## Written task:
Your output is the line containing "Reviewer note: confirm that every instance of the stork head" plus all lines after it to the end of the records, reproduced exactly, with nothing else.

## Given entries:
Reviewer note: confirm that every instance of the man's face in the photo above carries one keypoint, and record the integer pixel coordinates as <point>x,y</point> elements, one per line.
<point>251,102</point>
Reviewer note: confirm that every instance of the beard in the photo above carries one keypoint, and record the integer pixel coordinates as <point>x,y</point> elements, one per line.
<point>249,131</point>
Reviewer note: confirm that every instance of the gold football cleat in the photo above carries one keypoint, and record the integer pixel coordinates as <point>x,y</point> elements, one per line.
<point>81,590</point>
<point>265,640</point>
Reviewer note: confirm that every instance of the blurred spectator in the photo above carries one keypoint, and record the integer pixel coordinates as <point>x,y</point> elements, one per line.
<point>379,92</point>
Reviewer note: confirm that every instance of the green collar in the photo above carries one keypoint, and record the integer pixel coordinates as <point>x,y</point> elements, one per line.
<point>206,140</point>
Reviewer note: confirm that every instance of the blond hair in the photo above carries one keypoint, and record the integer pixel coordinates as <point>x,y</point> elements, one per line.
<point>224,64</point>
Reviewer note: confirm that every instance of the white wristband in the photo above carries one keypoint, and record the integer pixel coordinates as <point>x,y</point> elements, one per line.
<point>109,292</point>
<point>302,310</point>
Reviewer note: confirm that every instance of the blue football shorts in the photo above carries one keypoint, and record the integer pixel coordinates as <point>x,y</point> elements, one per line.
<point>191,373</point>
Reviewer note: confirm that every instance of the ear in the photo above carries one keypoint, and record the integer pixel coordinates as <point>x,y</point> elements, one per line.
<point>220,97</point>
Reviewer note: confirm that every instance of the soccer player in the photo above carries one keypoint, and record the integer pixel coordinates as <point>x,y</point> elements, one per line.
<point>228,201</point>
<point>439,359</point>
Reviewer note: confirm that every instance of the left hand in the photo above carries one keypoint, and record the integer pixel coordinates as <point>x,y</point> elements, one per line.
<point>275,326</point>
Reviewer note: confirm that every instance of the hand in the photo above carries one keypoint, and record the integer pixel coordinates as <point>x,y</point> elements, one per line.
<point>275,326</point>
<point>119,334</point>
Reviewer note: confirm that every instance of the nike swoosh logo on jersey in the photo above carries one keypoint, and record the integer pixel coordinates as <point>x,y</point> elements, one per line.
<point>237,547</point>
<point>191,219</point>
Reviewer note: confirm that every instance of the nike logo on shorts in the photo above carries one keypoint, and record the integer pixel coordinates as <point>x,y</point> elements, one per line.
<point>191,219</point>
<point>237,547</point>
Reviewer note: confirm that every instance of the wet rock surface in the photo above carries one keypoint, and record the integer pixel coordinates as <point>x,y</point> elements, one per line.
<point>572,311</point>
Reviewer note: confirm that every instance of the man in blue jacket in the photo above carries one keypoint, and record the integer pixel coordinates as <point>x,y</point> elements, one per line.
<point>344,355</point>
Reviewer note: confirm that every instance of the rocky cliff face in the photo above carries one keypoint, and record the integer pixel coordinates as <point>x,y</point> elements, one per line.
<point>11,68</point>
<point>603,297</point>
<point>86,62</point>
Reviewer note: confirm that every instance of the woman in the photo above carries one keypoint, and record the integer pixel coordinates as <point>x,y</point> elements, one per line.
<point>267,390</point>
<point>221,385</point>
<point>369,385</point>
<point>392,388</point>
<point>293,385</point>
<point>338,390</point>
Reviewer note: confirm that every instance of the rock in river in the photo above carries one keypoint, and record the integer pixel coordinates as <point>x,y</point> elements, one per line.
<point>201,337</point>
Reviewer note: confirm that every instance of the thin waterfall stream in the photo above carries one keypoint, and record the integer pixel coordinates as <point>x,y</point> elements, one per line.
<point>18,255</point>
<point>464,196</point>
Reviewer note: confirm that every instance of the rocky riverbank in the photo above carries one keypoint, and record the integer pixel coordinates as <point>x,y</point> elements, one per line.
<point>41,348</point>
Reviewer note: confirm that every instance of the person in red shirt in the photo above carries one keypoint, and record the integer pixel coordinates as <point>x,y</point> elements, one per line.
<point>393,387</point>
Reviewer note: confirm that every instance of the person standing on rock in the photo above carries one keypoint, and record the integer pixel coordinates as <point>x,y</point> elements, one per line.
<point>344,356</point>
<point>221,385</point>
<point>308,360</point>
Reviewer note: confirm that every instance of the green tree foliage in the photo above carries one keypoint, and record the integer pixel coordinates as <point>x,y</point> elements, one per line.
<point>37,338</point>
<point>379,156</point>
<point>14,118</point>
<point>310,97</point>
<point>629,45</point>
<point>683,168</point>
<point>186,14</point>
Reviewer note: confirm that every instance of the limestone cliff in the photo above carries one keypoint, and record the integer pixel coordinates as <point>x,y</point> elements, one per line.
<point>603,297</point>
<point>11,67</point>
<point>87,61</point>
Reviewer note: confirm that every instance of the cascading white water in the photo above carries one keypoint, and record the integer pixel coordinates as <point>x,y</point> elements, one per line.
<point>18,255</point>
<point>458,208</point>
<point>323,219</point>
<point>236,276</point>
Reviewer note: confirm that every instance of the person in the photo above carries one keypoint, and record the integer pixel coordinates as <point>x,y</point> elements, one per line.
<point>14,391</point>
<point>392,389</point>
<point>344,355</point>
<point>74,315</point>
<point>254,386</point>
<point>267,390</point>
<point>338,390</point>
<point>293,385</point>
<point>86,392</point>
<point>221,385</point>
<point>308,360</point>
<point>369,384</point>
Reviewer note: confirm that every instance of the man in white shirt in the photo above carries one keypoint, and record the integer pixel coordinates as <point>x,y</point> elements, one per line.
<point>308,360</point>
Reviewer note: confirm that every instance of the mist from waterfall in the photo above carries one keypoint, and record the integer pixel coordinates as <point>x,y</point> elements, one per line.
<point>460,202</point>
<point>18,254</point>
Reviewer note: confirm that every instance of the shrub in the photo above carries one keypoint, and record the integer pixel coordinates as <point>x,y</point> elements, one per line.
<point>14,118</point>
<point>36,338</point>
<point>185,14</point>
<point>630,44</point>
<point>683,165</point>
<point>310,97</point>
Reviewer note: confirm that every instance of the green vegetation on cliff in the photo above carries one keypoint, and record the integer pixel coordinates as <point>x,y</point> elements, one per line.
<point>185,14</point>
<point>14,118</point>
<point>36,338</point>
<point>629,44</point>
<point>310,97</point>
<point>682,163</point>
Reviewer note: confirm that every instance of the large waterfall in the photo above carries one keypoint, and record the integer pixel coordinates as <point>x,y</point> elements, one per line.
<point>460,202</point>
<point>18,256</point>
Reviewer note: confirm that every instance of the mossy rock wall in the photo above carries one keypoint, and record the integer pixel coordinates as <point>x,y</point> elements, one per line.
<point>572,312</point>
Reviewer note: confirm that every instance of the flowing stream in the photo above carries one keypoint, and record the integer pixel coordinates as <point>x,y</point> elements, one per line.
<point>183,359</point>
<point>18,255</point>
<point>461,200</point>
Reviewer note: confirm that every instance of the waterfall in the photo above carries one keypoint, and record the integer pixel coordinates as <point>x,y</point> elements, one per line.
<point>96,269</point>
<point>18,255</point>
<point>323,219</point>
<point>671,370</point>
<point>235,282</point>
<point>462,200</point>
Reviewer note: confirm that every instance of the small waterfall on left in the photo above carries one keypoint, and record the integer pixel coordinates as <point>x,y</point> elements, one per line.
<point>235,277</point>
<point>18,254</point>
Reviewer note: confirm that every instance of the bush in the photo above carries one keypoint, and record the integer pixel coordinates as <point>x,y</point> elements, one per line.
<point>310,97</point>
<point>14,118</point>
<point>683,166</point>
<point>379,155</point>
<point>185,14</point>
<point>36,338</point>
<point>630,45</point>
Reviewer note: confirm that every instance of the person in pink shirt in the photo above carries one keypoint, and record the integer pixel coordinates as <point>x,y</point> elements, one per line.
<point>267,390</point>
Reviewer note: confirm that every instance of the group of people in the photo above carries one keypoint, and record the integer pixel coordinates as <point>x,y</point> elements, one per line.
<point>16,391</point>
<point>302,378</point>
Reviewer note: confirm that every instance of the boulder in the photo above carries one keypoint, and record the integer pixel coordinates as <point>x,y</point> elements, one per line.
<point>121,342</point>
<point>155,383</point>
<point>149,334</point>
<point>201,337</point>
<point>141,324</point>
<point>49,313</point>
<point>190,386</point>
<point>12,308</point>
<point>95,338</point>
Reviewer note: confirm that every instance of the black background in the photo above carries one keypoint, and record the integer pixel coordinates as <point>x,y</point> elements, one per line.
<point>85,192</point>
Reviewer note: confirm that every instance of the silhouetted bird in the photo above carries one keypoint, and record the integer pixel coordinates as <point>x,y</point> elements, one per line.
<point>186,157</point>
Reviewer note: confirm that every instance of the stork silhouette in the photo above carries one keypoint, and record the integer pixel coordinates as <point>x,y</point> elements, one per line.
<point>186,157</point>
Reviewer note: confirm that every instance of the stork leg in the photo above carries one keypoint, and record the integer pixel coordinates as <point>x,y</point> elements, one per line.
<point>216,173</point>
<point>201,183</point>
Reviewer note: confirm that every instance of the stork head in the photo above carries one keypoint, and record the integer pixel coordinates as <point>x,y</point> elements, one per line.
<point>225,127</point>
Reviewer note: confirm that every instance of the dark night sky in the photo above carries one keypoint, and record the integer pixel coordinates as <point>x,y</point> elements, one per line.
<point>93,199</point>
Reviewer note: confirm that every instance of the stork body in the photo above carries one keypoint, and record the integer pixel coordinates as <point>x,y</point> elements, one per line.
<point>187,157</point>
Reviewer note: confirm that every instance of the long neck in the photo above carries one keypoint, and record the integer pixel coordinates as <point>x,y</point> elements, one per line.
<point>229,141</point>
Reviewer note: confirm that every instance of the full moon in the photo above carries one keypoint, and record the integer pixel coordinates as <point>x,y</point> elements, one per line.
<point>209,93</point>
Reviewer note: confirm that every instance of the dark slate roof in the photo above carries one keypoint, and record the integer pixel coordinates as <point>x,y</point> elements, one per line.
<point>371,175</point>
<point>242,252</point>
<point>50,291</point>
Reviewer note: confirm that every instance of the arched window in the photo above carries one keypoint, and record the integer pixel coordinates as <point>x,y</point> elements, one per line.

## Solution to this task:
Reviewer note: confirm that every instance of the stork head in the photo above carries one keypoint, and record the integer pixel coordinates as <point>x,y</point> elements, one per line.
<point>225,127</point>
Reviewer note: confirm that every instance of the dark night sky in the photo above carries one keypoint, and record the integer pixel coordinates as <point>x,y</point> elements, one per line.
<point>93,199</point>
Reviewer note: confirm that every instance of the stork body in the photo above carries one keypoint, and record the integer pixel coordinates as <point>x,y</point> elements, one per line.
<point>187,157</point>
Reviewer note: confirm that every instance of the long neck in the photo above carries one keypoint, and record the integer pixel coordinates as <point>x,y</point> elements, one per line.
<point>229,141</point>
Reviewer note: confirm that every instance of the full moon in the photo above carries one keypoint, and record the integer pixel coordinates as <point>x,y</point> elements, one per line.
<point>209,93</point>
Reviewer note: confirm that every instance of the dark slate roof in the photo above carries one keypoint, and record the integer pixel coordinates as <point>x,y</point> elements, one per line.
<point>371,175</point>
<point>242,252</point>
<point>50,291</point>
Reviewer note: confirm that every instance of the arched window in the photo above carries one keypoint, and record the integer pixel coordinates as <point>x,y</point> elements, one per line.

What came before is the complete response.